> _TASK_
Copy the passage in the PROMs text word for word, from "The NHS is now" up to and including "and Portsmouth University.".

> _TEXT BLOCK_
PROMS

An internationally recognised initiative to use digital technology to monitor patient journeys through care.

Listening to patient voices.

Care Response is an internationally used web based system to automatically collect patient reported outcomes. 

It was developed in the UK by Jonathan Field who successfully obtained his PhD via strong research links with AECC University College.

Patient Reported Outcome Measures (PROMs)

PROMs are measures that are designed to record key changes in patients’ symptoms and status while undergoing and after clinical care. These are increasingly central to how the success of care is measured and is a key and expanding expectation across health care systems globally.

There is evidence that the use of PROMs may directly affect a patients success with treatment by improving the focus of care on things an individual patient feels is important and enhancing the relationship between patient and care giver.

Historically these measures were seldom used with anecdotes and clinicians’ opinions standing in for the patient’s own voices as to how well they thought the treatment had gone. Clearly the best person to ask about whether things had improved or not would be the person with the problem (i.e. the patient) but it is only recently that such measures have been routinely employed outside of big research studies.

 

The NHS is now committed to using outcomes routinely across a range of conditions with musculoskeletal problems such as back pain and neck pain using the MSK Health Questionnaire developed by Keele University. However, one of the problems in using paper based questionnaires is the amount of work and logistics involved in collating, following up, handing out and typing in of patients outcomes during care. In order to address this problem a web based system that automatically e mails patients links to questions at key points during their care journey was developed as part of a PhD supervised jointly at AECC University College and Portsmouth University.

Over the course of the last 7 years this system has enabled the description of what happens to back pain and neck pain in particular to be carried out amongst tens of thousands of patients attending for care, mainly in chiropractic practices across the UK, but increasingly internationally.

The AECC University College was also the birthplace of the Bournemouth Questionnaire (BQ) which has been used extensively as a key outcome measure amongst clinicians looking after spinal pain patients.

This area of research has generated multiple publications and PhDs and puts AECC University College academics at the forefront of electronic PROM collection in MSK related conditions.

> _RECORDED INFORMATION_
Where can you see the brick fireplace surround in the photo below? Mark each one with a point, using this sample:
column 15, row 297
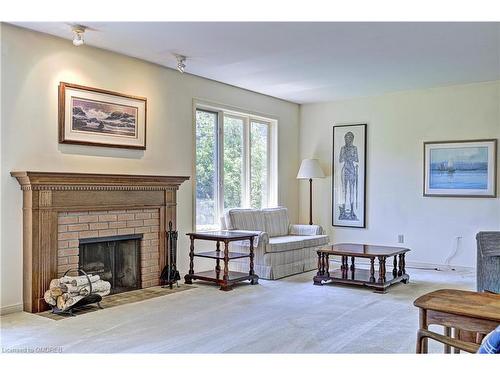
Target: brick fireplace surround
column 59, row 209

> _WRITTEN RESPONSE_
The NHS is now committed to using outcomes routinely across a range of conditions with musculoskeletal problems such as back pain and neck pain using the MSK Health Questionnaire developed by Keele University. However, one of the problems in using paper based questionnaires is the amount of work and logistics involved in collating, following up, handing out and typing in of patients outcomes during care. In order to address this problem a web based system that automatically e mails patients links to questions at key points during their care journey was developed as part of a PhD supervised jointly at AECC University College and Portsmouth University.